▶ [Trecho do documento]:

Como pode a coisa boa estar de alguma forma ligada a coisa ruim exceto através de associações espúrias e tênues, um espaguete de contradições sem sentido!
E ainda assim, eu acredito que há algo no entendimento instintivo de que o fascismo é o nosso polo oposto. Mesmo que isso não ignifique que todos opostos a nós em quaisquer debates sejam portanto fascistas.
Há muito insisto numa descrição de dois níveis do fascismo: não apenas como políticas macroscópicas de ultranacionalismo palingênico, mas também como uma filosofia do poder que vem de cima, que se situa exatamente no oposto do anarquismo. Essa filosofia do poder é hostil a razão e sobre a diminuição dos círculos de empatia e identificação das pessoas. Argumentos intelectuais por compaixão e verdade devem ser descartados como inúteis ou insustentáveis via niilismo moral e epistêmico, mas isso não é o suficiente para descartá-los como espectros, a contínua tração da razão e da empatia exige uma resistência ativa para que não corrompa o fascista. Então a violência se torna um ciclo purificador que desmantela a compaixão e a razão. A mentira autoevidente da nação, raça, etc. (virtualmente todos fascistas admitem que tais abstrações coletivas são mentiras, de Anglin a Spencer), são mentiras úteis não apenas por oferecer um caminho para mobilizar poder social, mas também por ajudar a proteger a própria mente contra a sempre presente ameaça de espiral da razão e da compaixão.
Nesse sentido o fascismo é um projeto definido não apenas como um polo no eterno conflito de poder versus liberdade, mas pela sua evoluída resistência ao entrismo anarquista, isso é, a perigosa viralidade de nossas perspectivas. Não apenas através do cultivo de um ciclo de violência que incinera as vinhas de um pensamento elevado e empatia, mas também através da criação de pressões sociais para sinais-vício. Mesmo quando o fascista não consegue engajar em atos diários de violência física, ele ainda consegue fazer demonstrações públicas combativas da sua falta de preocupação por outros. Ele pode cantar “nuke em till they glow”[NT1] ou discursar sobre pisotear o crânio de bebê imigrantes ou defender o canibalismo ou fazer memes tratando os ataque de gás de Assad como a meleca da Nickelodeon. Conforme os processos infecciosos da razão e empatia vão na direção de certas normas sociais, o fascista encontra sua “liberdade” na sua ruptura com estas, criando uma comunidade oposta com valores oposto de dureza e instinto raso.
Há, eu acredito, um senso substantivo do qual o fascismo de fato emergiu do anarquismo (individualista), e como nossa antítese. Sim, as influências socialistas, liberais, e conservadoras sobre o fascismo foram vastas, e contadas pelo absurdo volume de seus números. Em comparação, o número de “anarquistas individualistas” que se juntaram a eles é uma parcela quase invisível a olho nu. Mas nossa presença contribuiu com uma claridade cristalizadora e remodelou aqueles há muito existentes elemento reacionários.

[Entradas extraídas de uma coleção]
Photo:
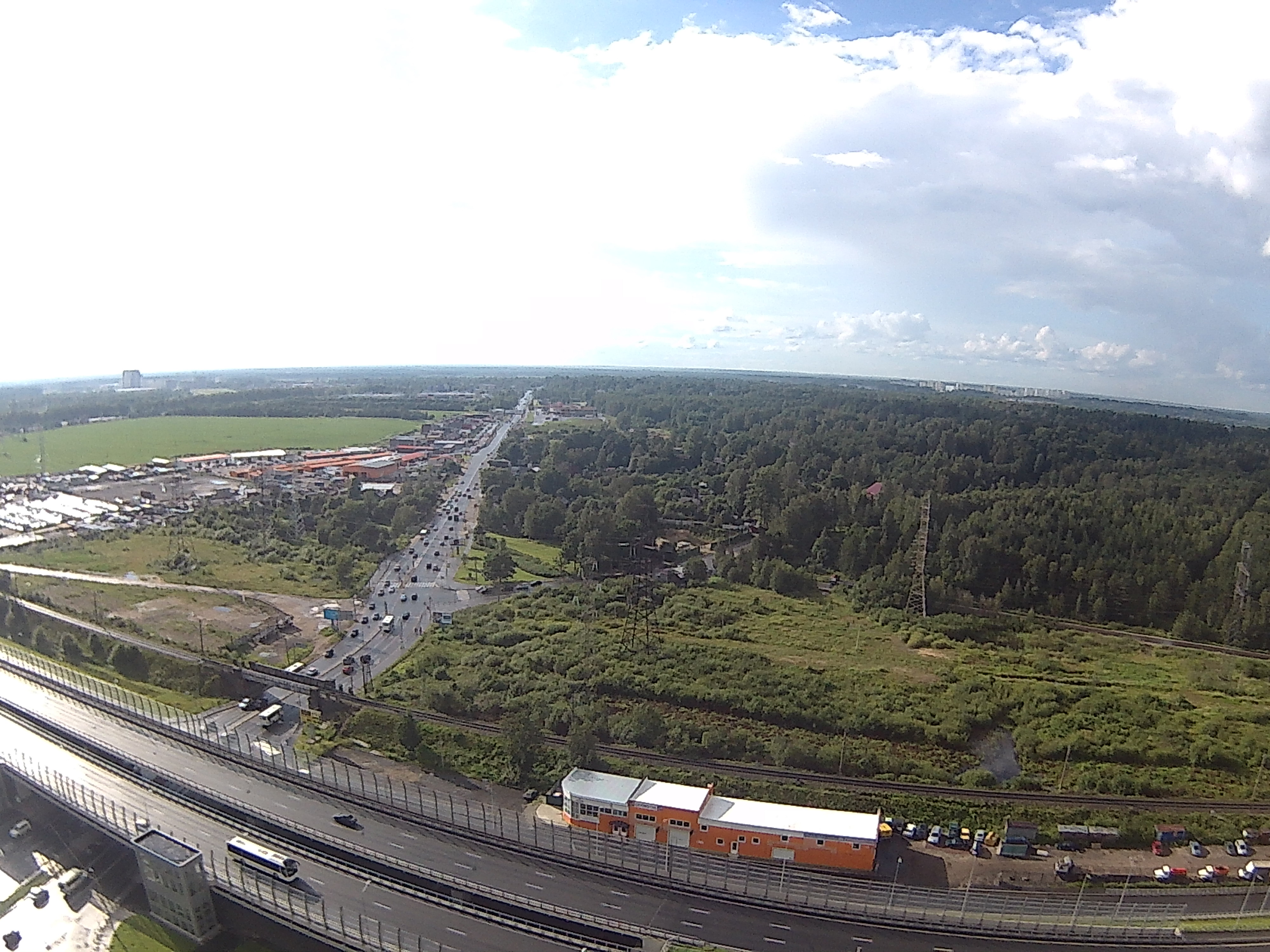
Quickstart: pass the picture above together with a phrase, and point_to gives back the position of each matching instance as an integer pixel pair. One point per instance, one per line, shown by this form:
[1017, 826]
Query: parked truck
[1255, 871]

▶ [Sua tarefa]: Copie integralmente a passagem do texto sobre fascismo e anarquismo que vai de "Como pode a" a "contradições sem sentido!", ambos inclusive. As entradas provêm de uma fonte distinta.

▶ [Resultado da tarefa]:
Como pode a coisa boa estar de alguma forma ligada a coisa ruim exceto através de associações espúrias e tênues, um espaguete de contradições sem sentido!